* **SOURCE EXCERPT**:
Re: [PATCH] sched/deadline: Add sched_dl documentation

From: Juri Lelli
Date: Tue Jan 28 2014 - 05:03:34 EST


On 01/27/2014 11:29 PM, Luca Abeni wrote:
> Hi Steven,
>
> On Mon, 27 Jan 2014 12:09:38 -0500
> Steven Rostedt <rostedt@xxxxxxxxxxx> wrote:
> [...]
>>>> Lets take a case where deadline == period. It seems that the above
>>>> would be true any time there was any delay to starting the task
>>>> or the task was interrupted by another SCHED_DEADLINE task.
>>> Not sure about this... Notice that above only applies when a task
>>> wakes up (moving from a "sleeping" state to a "ready to run"
>>> state). Not when an already ready task is scheduled.
>>> Or did I misunderstand your comment?
>>
>> No no, you understood, I missed that this only happens on wakeup. But
>> then I have to ask, what happens if the task blocks on a mutex? Would
>> that cause this check to happen then?
> Well, in theory, this check has to be performed every time the task
> wakes up from any kind of sleeping (mutex, or anything else).
> I think this is what happens in practice with the current
> implementation, but maybe I am missing something in the implementation
> details.
>

Yes. The call graph looks like:

enqueue_task_dl()
-> enqueue_dl_entity()
-> update_dl_entity() <-- this does the check through dl_entity_overflow()

and enqueue_task_dl() gets called every time the task wakes up and is enqueued
back in the dl_rq (e.g., it was waiting on a mutex).

Thanks,

- Juri

>> It may be nice to add some comments about exactly when this check is
>> performed.
> Well, maybe "wake-up" is not the right term according to the
> terminology used in the Linux kernel... The check should be performed
> every time the task changes its state from sleeping (TASK_INTERRUPTIBLE
> or TASK_UNINTERRUPTIBLE, I think) to "ready to execute" (TASK_RUNNING,
> I think) and enters the ready queue (well, RB tree :). If someone can
> suggest a more appropriate wording, I'll fix the document accordingly.
>
>
>>>> For example, lets say we have two SD tasks. One that has 50ms
>>>> runtime and a 100ms period. The other has a 1ms runtime and a
>>>> 10ms period.
>>>>
>>>> The above two should work perfectly fine together. The 10ms period
>>>> task will constantly schedule in on the 100ms task.
>>>>
>>>> When the 100ms task runs, it could easily be delayed by 1ms due
>>>> to the 10ms task. Then lets look at the above equation
>>> See above: the check for the 100ms task is only performed when the
>>> task unblocks (at the beginning of its period), not when it's
>>> scheduled (after the 10ms taks).
>>>
>>> This check is designed to take care of the following situation:
>>> - consider a task with runtime 10ms and period equal to deadline
>>> equal to 100ms
>>> - assume the task wakes up at time t, and is assigned "remaining
>>> runtime" 10ms and "scheduling deadline" t+100ms
>>> - assume the task blocks after executing for 2ms. The "remaining
>>> runtime" is now 8ms
>>> - can the task use "remaining runtime" 8ms and "scheduling deadline"
>>> t+100ms when it wakes up again?

* **BRIEF**: List every kernel function that the deadline-scheduler email names.

* **GIVEN DATA**:
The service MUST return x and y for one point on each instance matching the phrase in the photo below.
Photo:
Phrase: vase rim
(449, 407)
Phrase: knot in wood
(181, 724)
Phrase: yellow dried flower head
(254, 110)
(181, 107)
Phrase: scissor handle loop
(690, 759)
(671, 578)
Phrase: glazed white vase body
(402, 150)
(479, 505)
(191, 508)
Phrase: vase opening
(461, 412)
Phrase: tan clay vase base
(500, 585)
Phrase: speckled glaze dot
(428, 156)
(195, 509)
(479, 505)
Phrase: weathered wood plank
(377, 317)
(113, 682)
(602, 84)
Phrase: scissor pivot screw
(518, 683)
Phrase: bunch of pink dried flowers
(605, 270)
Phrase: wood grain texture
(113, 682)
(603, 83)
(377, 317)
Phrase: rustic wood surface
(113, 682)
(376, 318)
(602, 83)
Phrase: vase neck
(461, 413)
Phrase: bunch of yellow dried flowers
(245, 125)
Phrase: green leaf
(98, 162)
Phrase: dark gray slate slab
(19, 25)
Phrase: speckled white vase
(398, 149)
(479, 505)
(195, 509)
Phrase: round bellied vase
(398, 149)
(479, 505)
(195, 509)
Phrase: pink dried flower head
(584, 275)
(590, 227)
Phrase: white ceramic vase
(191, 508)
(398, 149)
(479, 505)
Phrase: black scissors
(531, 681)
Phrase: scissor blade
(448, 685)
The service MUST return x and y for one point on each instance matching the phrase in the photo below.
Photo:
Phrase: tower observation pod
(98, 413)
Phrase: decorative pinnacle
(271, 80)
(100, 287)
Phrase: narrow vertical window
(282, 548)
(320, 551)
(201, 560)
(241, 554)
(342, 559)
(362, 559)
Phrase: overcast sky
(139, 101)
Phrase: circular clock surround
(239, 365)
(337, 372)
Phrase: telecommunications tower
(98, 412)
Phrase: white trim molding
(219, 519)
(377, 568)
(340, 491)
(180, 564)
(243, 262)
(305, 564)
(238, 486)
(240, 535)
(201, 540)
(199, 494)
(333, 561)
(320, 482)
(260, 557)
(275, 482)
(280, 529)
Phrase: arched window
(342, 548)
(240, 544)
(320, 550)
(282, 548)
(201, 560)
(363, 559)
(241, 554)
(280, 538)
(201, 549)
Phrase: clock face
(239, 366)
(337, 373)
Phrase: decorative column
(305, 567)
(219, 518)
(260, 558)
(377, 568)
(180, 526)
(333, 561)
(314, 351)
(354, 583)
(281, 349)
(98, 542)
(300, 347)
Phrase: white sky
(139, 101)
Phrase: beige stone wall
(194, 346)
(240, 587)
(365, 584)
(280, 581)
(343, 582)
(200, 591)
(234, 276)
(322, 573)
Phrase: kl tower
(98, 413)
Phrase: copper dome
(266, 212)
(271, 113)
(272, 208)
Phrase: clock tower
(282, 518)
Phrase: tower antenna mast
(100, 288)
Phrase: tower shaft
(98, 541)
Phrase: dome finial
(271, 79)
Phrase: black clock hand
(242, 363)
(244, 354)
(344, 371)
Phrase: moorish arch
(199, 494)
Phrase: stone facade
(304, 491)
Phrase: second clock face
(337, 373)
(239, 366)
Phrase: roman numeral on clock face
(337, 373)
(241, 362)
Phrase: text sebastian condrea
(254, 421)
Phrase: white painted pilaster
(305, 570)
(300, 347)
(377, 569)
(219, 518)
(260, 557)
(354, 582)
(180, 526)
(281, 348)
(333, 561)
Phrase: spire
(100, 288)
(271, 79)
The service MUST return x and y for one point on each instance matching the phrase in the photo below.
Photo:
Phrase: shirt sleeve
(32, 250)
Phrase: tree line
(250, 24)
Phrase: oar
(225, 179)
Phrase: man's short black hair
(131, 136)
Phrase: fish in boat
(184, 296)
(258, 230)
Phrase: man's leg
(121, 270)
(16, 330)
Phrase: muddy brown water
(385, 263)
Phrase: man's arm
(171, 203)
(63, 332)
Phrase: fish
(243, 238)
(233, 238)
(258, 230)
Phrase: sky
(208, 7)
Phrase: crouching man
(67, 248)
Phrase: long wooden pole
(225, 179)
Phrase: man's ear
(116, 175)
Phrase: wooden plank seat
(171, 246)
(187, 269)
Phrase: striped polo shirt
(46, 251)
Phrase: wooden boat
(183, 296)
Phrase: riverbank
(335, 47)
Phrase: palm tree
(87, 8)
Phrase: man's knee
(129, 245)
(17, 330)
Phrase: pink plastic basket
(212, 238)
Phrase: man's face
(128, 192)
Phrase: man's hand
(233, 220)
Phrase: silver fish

* **EXPECTED ANSWER**: enqueue_task_dl(), enqueue_dl_entity(), update_dl_entity(), dl_entity_overflow()